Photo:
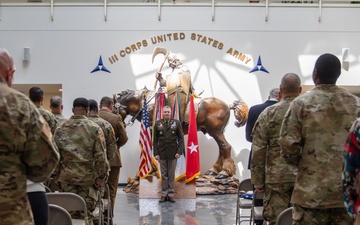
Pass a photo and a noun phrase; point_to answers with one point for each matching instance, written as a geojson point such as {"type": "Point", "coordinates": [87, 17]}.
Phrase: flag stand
{"type": "Point", "coordinates": [151, 185]}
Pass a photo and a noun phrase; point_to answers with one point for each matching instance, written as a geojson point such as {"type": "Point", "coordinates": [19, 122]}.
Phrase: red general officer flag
{"type": "Point", "coordinates": [192, 150]}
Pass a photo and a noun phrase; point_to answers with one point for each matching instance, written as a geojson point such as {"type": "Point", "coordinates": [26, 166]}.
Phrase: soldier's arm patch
{"type": "Point", "coordinates": [46, 130]}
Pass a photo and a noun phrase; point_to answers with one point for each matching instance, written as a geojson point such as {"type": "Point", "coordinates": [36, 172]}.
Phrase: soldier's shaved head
{"type": "Point", "coordinates": [290, 83]}
{"type": "Point", "coordinates": [327, 69]}
{"type": "Point", "coordinates": [7, 67]}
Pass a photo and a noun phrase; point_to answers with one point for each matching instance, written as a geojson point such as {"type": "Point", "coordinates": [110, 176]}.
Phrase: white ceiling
{"type": "Point", "coordinates": [52, 89]}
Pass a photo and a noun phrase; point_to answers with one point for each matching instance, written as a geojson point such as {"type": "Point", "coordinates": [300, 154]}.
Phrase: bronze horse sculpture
{"type": "Point", "coordinates": [212, 117]}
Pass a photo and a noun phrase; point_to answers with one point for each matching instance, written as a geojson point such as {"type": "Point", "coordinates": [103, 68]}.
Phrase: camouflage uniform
{"type": "Point", "coordinates": [109, 133]}
{"type": "Point", "coordinates": [49, 117]}
{"type": "Point", "coordinates": [26, 152]}
{"type": "Point", "coordinates": [267, 166]}
{"type": "Point", "coordinates": [168, 140]}
{"type": "Point", "coordinates": [312, 137]}
{"type": "Point", "coordinates": [59, 118]}
{"type": "Point", "coordinates": [83, 166]}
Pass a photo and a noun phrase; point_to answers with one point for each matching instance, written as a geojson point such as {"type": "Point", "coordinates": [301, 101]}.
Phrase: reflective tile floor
{"type": "Point", "coordinates": [205, 209]}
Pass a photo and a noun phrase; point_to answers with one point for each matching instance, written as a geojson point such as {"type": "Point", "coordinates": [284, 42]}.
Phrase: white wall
{"type": "Point", "coordinates": [67, 49]}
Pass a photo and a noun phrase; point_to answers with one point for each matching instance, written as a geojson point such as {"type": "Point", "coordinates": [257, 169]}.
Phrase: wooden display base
{"type": "Point", "coordinates": [150, 187]}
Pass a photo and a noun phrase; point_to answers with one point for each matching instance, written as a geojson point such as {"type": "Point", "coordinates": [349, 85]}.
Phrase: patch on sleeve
{"type": "Point", "coordinates": [46, 130]}
{"type": "Point", "coordinates": [102, 137]}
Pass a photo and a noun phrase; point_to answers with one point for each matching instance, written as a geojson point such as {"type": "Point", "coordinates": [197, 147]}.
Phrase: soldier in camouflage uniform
{"type": "Point", "coordinates": [83, 166]}
{"type": "Point", "coordinates": [27, 150]}
{"type": "Point", "coordinates": [168, 146]}
{"type": "Point", "coordinates": [312, 138]}
{"type": "Point", "coordinates": [269, 171]}
{"type": "Point", "coordinates": [37, 96]}
{"type": "Point", "coordinates": [56, 107]}
{"type": "Point", "coordinates": [108, 130]}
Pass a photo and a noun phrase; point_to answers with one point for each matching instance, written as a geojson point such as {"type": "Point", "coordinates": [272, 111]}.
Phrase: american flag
{"type": "Point", "coordinates": [145, 143]}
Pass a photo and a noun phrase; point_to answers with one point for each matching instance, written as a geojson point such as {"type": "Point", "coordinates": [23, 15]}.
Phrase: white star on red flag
{"type": "Point", "coordinates": [193, 148]}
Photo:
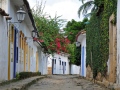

____________________

WRITTEN REQUEST: How many of the lines above contain the word "white"? Reply with the number alone.

OUTPUT OF THE TASK: 3